DATASET EXTRACT ::
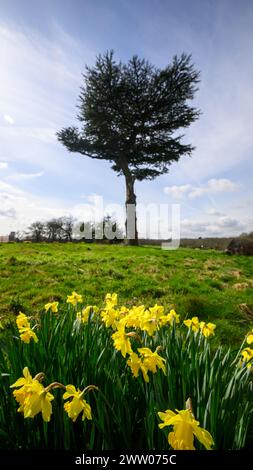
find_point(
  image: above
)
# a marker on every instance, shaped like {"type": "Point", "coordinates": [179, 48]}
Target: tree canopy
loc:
{"type": "Point", "coordinates": [129, 115]}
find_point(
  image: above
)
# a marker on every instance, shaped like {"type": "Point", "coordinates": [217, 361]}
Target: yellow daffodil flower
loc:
{"type": "Point", "coordinates": [207, 329]}
{"type": "Point", "coordinates": [87, 311]}
{"type": "Point", "coordinates": [25, 331]}
{"type": "Point", "coordinates": [111, 300]}
{"type": "Point", "coordinates": [192, 323]}
{"type": "Point", "coordinates": [157, 311]}
{"type": "Point", "coordinates": [32, 396]}
{"type": "Point", "coordinates": [171, 317]}
{"type": "Point", "coordinates": [26, 334]}
{"type": "Point", "coordinates": [185, 427]}
{"type": "Point", "coordinates": [110, 317]}
{"type": "Point", "coordinates": [77, 405]}
{"type": "Point", "coordinates": [152, 360]}
{"type": "Point", "coordinates": [249, 337]}
{"type": "Point", "coordinates": [38, 400]}
{"type": "Point", "coordinates": [247, 355]}
{"type": "Point", "coordinates": [22, 321]}
{"type": "Point", "coordinates": [148, 323]}
{"type": "Point", "coordinates": [74, 299]}
{"type": "Point", "coordinates": [53, 306]}
{"type": "Point", "coordinates": [121, 341]}
{"type": "Point", "coordinates": [135, 363]}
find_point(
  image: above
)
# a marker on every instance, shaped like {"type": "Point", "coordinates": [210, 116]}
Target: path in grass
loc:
{"type": "Point", "coordinates": [212, 285]}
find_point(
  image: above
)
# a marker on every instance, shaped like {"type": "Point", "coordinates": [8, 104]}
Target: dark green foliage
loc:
{"type": "Point", "coordinates": [129, 114]}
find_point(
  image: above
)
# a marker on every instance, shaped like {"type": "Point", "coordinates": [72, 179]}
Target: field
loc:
{"type": "Point", "coordinates": [210, 284]}
{"type": "Point", "coordinates": [141, 369]}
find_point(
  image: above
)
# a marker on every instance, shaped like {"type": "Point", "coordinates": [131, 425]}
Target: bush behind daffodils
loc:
{"type": "Point", "coordinates": [83, 377]}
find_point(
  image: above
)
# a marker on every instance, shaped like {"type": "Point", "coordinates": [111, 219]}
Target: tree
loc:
{"type": "Point", "coordinates": [129, 114]}
{"type": "Point", "coordinates": [36, 231]}
{"type": "Point", "coordinates": [54, 229]}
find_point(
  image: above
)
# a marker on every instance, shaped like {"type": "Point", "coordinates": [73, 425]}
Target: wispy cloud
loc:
{"type": "Point", "coordinates": [3, 165]}
{"type": "Point", "coordinates": [8, 119]}
{"type": "Point", "coordinates": [24, 176]}
{"type": "Point", "coordinates": [212, 186]}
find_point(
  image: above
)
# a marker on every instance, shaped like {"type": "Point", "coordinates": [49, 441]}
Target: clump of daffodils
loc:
{"type": "Point", "coordinates": [77, 404]}
{"type": "Point", "coordinates": [247, 353]}
{"type": "Point", "coordinates": [185, 429]}
{"type": "Point", "coordinates": [34, 398]}
{"type": "Point", "coordinates": [24, 328]}
{"type": "Point", "coordinates": [74, 299]}
{"type": "Point", "coordinates": [52, 306]}
{"type": "Point", "coordinates": [207, 329]}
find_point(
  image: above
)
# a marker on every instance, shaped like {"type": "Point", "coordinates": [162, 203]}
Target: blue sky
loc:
{"type": "Point", "coordinates": [44, 47]}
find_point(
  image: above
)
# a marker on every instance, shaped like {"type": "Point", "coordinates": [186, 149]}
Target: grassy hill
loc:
{"type": "Point", "coordinates": [206, 283]}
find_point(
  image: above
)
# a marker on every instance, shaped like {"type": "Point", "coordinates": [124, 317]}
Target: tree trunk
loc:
{"type": "Point", "coordinates": [131, 219]}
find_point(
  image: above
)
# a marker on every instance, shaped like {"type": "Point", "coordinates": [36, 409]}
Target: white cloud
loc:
{"type": "Point", "coordinates": [222, 226]}
{"type": "Point", "coordinates": [177, 192]}
{"type": "Point", "coordinates": [3, 165]}
{"type": "Point", "coordinates": [9, 213]}
{"type": "Point", "coordinates": [8, 119]}
{"type": "Point", "coordinates": [24, 176]}
{"type": "Point", "coordinates": [214, 212]}
{"type": "Point", "coordinates": [212, 186]}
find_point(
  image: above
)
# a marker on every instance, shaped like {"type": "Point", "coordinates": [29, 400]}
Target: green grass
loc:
{"type": "Point", "coordinates": [212, 285]}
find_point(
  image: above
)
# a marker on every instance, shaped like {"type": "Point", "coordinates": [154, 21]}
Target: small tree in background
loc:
{"type": "Point", "coordinates": [36, 231]}
{"type": "Point", "coordinates": [129, 114]}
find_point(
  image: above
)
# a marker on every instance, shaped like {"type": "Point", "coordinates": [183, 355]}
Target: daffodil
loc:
{"type": "Point", "coordinates": [207, 329]}
{"type": "Point", "coordinates": [185, 427]}
{"type": "Point", "coordinates": [26, 334]}
{"type": "Point", "coordinates": [111, 300]}
{"type": "Point", "coordinates": [157, 311]}
{"type": "Point", "coordinates": [23, 381]}
{"type": "Point", "coordinates": [32, 397]}
{"type": "Point", "coordinates": [247, 357]}
{"type": "Point", "coordinates": [77, 405]}
{"type": "Point", "coordinates": [171, 317]}
{"type": "Point", "coordinates": [249, 337]}
{"type": "Point", "coordinates": [38, 400]}
{"type": "Point", "coordinates": [74, 299]}
{"type": "Point", "coordinates": [136, 364]}
{"type": "Point", "coordinates": [22, 321]}
{"type": "Point", "coordinates": [148, 323]}
{"type": "Point", "coordinates": [151, 360]}
{"type": "Point", "coordinates": [192, 323]}
{"type": "Point", "coordinates": [53, 306]}
{"type": "Point", "coordinates": [121, 341]}
{"type": "Point", "coordinates": [110, 317]}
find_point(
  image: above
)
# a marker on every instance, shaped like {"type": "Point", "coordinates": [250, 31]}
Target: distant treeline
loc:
{"type": "Point", "coordinates": [67, 229]}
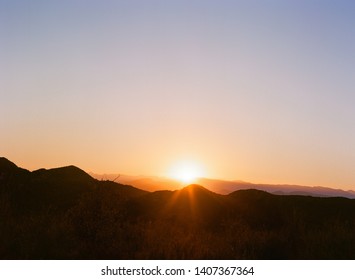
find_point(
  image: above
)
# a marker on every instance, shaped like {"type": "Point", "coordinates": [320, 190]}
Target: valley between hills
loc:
{"type": "Point", "coordinates": [64, 213]}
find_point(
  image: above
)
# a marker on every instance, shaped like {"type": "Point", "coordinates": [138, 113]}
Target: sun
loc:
{"type": "Point", "coordinates": [186, 172]}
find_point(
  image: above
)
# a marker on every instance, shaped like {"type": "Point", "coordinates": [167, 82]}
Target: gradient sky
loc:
{"type": "Point", "coordinates": [262, 91]}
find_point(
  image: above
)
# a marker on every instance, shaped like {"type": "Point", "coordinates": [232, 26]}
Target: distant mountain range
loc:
{"type": "Point", "coordinates": [151, 183]}
{"type": "Point", "coordinates": [64, 213]}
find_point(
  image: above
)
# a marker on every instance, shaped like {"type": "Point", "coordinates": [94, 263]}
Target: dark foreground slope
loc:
{"type": "Point", "coordinates": [65, 214]}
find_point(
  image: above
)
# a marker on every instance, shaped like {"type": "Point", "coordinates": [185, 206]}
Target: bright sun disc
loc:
{"type": "Point", "coordinates": [186, 172]}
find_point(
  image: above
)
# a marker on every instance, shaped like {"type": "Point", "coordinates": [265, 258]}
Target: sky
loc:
{"type": "Point", "coordinates": [261, 91]}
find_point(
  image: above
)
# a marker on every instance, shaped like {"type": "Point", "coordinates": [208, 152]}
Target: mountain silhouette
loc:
{"type": "Point", "coordinates": [64, 213]}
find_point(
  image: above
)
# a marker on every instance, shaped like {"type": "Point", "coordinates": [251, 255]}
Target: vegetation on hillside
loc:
{"type": "Point", "coordinates": [65, 214]}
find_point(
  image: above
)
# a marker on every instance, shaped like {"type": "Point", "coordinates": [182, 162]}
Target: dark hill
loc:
{"type": "Point", "coordinates": [63, 213]}
{"type": "Point", "coordinates": [57, 188]}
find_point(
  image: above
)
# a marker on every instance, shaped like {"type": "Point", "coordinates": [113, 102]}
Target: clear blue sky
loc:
{"type": "Point", "coordinates": [262, 91]}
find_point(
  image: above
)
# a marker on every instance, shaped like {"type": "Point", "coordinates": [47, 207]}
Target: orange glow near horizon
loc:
{"type": "Point", "coordinates": [186, 171]}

TASK STATEMENT ::
List every line of the records that contains the word "daffodils".

EXERCISE RESPONSE ::
Target: bush behind daffodils
Target: clump of daffodils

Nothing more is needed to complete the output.